Prompt
The answer must consist solely of the line that contains "Category: neighboring house" and all subsequent lines of the data, each reproduced exactly.

Source records section start

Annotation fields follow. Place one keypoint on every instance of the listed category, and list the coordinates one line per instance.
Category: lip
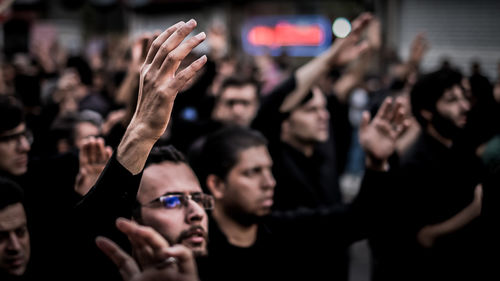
(23, 160)
(15, 262)
(196, 236)
(267, 202)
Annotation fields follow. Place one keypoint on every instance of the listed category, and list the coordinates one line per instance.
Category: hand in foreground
(159, 79)
(92, 159)
(378, 137)
(157, 259)
(350, 48)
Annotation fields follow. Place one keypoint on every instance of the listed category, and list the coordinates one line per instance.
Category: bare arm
(341, 52)
(155, 258)
(379, 136)
(159, 84)
(429, 233)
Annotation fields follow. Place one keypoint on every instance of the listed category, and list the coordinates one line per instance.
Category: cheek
(167, 224)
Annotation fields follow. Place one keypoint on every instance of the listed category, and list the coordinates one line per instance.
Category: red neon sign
(286, 34)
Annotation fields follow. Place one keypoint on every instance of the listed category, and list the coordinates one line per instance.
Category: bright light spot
(341, 27)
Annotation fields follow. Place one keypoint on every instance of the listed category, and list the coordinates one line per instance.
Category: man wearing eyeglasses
(15, 139)
(168, 198)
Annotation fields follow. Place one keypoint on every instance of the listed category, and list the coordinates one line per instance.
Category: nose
(324, 114)
(194, 212)
(23, 145)
(268, 181)
(13, 243)
(465, 104)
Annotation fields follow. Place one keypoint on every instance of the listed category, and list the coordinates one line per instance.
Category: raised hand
(92, 158)
(378, 137)
(350, 48)
(160, 81)
(157, 259)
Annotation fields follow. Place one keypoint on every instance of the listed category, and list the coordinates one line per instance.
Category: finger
(156, 44)
(360, 23)
(109, 152)
(384, 110)
(184, 256)
(174, 58)
(172, 42)
(100, 151)
(142, 234)
(92, 150)
(478, 192)
(365, 120)
(125, 263)
(84, 152)
(186, 74)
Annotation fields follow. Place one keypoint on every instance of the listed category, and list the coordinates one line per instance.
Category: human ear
(426, 114)
(216, 186)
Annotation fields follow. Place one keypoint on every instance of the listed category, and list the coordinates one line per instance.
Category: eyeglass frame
(17, 137)
(184, 200)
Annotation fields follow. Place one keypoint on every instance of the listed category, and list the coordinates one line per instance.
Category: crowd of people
(160, 163)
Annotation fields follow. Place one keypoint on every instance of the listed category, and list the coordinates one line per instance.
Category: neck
(431, 130)
(307, 148)
(238, 234)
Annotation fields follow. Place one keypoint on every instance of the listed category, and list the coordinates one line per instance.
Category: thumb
(365, 120)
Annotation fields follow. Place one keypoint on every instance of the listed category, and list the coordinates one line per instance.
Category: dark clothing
(113, 196)
(300, 181)
(281, 251)
(432, 184)
(49, 198)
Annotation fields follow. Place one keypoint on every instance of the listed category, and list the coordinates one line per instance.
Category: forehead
(21, 127)
(164, 177)
(247, 91)
(12, 217)
(454, 91)
(254, 156)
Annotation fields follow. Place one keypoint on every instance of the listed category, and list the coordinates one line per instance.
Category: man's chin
(200, 252)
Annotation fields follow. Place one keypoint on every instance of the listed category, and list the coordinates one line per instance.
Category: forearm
(307, 75)
(133, 150)
(127, 87)
(429, 233)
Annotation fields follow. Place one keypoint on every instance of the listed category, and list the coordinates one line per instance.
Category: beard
(445, 126)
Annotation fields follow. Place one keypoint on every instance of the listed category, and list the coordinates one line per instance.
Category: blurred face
(237, 105)
(453, 106)
(14, 240)
(309, 123)
(84, 130)
(187, 224)
(249, 186)
(14, 148)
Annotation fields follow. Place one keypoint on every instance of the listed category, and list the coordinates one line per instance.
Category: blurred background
(459, 31)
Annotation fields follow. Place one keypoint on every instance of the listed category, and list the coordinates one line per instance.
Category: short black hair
(11, 113)
(10, 193)
(157, 155)
(239, 81)
(429, 89)
(165, 153)
(219, 152)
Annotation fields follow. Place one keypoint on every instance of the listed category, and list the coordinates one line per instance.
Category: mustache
(193, 230)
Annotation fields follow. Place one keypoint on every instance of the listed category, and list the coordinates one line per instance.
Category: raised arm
(154, 259)
(341, 52)
(429, 233)
(159, 84)
(378, 136)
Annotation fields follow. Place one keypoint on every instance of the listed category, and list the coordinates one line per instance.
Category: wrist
(376, 164)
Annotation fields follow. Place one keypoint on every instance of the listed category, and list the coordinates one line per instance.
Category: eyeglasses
(179, 200)
(16, 138)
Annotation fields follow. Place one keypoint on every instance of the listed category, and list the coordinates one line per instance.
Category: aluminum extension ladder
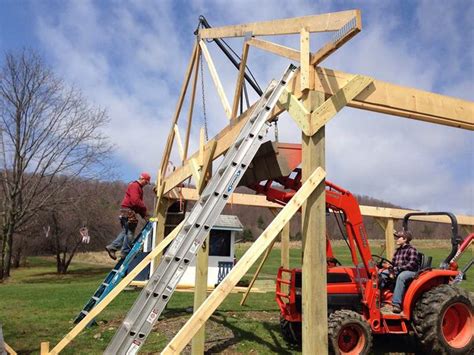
(117, 273)
(152, 300)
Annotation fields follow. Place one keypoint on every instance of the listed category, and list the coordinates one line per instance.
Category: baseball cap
(403, 233)
(145, 176)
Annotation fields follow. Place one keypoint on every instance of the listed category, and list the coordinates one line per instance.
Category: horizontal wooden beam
(379, 96)
(314, 23)
(203, 313)
(401, 101)
(381, 212)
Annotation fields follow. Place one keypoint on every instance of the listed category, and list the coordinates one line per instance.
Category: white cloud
(132, 58)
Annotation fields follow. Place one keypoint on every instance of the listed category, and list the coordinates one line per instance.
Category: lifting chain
(203, 100)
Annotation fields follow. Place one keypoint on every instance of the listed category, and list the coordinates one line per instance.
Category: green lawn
(38, 305)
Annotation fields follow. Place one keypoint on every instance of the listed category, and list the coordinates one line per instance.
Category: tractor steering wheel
(381, 260)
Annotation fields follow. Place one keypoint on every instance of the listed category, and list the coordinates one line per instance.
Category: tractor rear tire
(443, 320)
(291, 331)
(349, 333)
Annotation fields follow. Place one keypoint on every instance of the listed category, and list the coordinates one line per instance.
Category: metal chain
(203, 101)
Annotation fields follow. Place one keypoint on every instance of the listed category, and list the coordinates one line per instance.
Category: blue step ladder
(117, 273)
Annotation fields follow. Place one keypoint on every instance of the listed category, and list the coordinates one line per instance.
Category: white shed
(221, 252)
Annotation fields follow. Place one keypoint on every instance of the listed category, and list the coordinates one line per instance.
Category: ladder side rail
(205, 215)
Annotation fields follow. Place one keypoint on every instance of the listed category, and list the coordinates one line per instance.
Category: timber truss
(312, 98)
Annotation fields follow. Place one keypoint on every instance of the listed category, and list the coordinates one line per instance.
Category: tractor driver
(404, 267)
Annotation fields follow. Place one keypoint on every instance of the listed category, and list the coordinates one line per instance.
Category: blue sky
(130, 57)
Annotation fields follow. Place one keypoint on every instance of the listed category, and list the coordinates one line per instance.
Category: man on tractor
(403, 268)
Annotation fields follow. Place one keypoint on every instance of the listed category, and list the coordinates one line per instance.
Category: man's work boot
(396, 309)
(111, 253)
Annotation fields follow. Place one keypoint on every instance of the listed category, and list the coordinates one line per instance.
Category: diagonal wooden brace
(296, 110)
(325, 112)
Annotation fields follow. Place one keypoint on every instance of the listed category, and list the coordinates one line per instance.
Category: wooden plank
(240, 80)
(179, 105)
(285, 246)
(382, 212)
(306, 70)
(202, 143)
(389, 240)
(257, 272)
(191, 103)
(314, 23)
(74, 332)
(159, 232)
(401, 101)
(332, 46)
(179, 143)
(335, 103)
(274, 48)
(199, 317)
(296, 110)
(200, 294)
(215, 78)
(196, 171)
(207, 166)
(314, 327)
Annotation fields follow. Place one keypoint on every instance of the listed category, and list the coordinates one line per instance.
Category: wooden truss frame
(312, 99)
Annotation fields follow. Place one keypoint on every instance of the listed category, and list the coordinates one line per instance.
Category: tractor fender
(422, 283)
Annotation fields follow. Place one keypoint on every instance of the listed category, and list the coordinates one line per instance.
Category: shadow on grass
(240, 333)
(83, 274)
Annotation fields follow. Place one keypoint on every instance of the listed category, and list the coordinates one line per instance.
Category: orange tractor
(437, 312)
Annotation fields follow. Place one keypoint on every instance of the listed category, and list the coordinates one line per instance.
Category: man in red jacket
(132, 204)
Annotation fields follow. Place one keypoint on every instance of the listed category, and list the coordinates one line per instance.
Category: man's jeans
(124, 240)
(402, 280)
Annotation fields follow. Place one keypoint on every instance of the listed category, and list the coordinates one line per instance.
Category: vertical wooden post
(314, 294)
(285, 246)
(161, 209)
(285, 251)
(389, 241)
(44, 350)
(200, 294)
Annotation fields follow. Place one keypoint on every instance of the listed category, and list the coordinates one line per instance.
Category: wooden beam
(215, 78)
(179, 142)
(314, 23)
(332, 46)
(199, 317)
(240, 80)
(380, 97)
(336, 102)
(191, 103)
(74, 332)
(401, 101)
(314, 314)
(296, 110)
(382, 212)
(274, 48)
(179, 105)
(207, 166)
(200, 294)
(306, 70)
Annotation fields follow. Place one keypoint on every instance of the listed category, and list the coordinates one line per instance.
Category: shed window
(219, 243)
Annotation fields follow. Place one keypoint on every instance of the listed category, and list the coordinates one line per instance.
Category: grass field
(38, 305)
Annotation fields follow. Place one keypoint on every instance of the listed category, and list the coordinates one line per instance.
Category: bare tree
(49, 135)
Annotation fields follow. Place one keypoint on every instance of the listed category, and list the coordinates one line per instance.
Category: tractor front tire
(291, 331)
(443, 320)
(349, 333)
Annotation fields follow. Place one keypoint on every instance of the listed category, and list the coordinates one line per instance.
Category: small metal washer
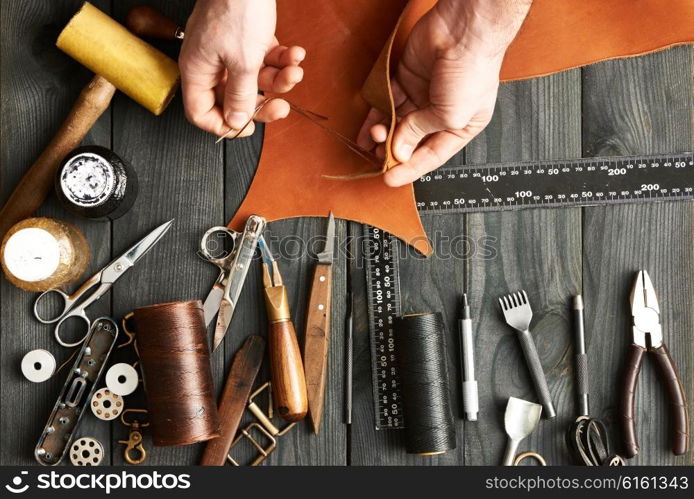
(122, 379)
(38, 365)
(86, 451)
(106, 405)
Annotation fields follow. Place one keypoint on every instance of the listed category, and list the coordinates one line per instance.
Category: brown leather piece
(344, 38)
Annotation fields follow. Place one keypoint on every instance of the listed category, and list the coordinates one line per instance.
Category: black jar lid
(93, 181)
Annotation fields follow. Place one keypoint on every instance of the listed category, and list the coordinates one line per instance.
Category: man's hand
(229, 53)
(446, 83)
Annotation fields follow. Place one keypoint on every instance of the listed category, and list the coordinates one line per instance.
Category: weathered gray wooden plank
(638, 106)
(539, 251)
(38, 86)
(181, 176)
(536, 119)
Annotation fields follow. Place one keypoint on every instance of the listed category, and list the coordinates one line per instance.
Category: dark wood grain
(640, 105)
(538, 251)
(637, 106)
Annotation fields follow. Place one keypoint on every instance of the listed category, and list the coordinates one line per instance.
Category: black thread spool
(94, 182)
(421, 350)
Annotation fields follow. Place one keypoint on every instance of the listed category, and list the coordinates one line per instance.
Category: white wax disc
(32, 254)
(38, 366)
(86, 451)
(122, 379)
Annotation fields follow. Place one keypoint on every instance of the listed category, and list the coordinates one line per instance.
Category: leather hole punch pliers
(648, 337)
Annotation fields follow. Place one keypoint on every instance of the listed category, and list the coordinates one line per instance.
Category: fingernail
(405, 152)
(237, 120)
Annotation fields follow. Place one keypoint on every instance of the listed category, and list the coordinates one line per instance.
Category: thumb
(412, 129)
(240, 97)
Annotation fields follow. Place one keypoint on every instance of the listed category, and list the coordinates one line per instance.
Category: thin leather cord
(421, 351)
(589, 444)
(173, 349)
(316, 119)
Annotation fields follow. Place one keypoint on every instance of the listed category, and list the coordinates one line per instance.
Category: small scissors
(233, 267)
(104, 279)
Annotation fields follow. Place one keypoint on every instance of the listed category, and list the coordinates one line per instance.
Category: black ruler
(580, 182)
(496, 187)
(383, 294)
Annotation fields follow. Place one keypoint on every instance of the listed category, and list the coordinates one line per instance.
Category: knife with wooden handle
(316, 340)
(317, 334)
(286, 367)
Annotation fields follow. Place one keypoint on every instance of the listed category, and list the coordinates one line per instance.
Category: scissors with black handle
(75, 305)
(233, 266)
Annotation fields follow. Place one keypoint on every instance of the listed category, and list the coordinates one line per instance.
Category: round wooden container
(42, 253)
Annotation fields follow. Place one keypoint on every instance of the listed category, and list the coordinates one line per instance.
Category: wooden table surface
(633, 106)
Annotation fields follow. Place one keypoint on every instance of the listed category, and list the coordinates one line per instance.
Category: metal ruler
(497, 187)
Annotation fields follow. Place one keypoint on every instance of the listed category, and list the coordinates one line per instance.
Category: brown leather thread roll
(175, 356)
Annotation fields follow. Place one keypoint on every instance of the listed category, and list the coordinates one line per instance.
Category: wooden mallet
(120, 60)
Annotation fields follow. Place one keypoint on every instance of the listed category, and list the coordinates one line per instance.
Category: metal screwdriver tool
(470, 397)
(581, 357)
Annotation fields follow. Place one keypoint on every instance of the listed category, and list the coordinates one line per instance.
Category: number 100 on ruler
(384, 306)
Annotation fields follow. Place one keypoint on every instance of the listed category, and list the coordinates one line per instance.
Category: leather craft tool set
(409, 357)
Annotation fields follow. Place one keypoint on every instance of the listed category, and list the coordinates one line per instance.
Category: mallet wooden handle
(38, 181)
(287, 370)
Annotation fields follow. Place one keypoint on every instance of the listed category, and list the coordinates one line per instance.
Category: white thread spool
(43, 253)
(38, 365)
(86, 451)
(122, 379)
(106, 405)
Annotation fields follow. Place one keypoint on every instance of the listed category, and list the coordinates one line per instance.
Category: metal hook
(134, 442)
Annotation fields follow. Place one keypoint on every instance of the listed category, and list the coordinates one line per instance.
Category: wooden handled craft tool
(121, 61)
(237, 390)
(286, 367)
(317, 335)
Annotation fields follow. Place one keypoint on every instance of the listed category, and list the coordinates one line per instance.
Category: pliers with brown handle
(648, 337)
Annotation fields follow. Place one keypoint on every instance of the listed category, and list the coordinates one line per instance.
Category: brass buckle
(264, 426)
(134, 452)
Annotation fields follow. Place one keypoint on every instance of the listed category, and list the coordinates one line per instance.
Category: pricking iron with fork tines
(264, 426)
(518, 315)
(233, 266)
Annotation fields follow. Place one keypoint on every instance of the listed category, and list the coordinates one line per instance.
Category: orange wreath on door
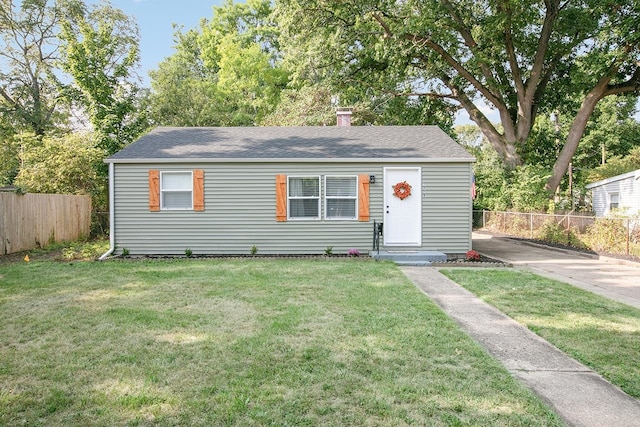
(402, 190)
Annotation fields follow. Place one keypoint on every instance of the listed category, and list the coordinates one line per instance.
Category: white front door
(403, 206)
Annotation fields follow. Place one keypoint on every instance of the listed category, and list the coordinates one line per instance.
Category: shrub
(472, 256)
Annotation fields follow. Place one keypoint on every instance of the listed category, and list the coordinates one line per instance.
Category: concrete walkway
(614, 279)
(580, 396)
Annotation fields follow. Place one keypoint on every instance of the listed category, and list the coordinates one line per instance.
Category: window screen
(176, 190)
(341, 193)
(304, 197)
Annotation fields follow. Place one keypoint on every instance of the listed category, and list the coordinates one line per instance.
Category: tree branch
(426, 41)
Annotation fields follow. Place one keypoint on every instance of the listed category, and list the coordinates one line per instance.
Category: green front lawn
(244, 342)
(600, 333)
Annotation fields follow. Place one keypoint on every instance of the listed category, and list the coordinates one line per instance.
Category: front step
(411, 257)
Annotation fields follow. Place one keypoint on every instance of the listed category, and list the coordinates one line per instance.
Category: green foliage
(100, 51)
(608, 235)
(499, 189)
(491, 180)
(226, 73)
(467, 54)
(551, 231)
(526, 189)
(29, 97)
(64, 164)
(9, 157)
(597, 331)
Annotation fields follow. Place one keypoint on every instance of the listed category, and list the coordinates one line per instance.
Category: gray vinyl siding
(240, 211)
(446, 207)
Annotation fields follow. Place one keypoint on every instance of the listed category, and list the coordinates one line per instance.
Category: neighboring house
(290, 190)
(619, 193)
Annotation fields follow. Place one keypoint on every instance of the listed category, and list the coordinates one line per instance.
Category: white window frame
(354, 198)
(289, 198)
(181, 190)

Source records section end

Expected answer
Category: neighboring house
(290, 190)
(619, 193)
Annotation fields follow. Place one keypoint on every instance of the listed category, and list the coordinates one line per instance.
Category: white window frame
(354, 198)
(289, 198)
(181, 190)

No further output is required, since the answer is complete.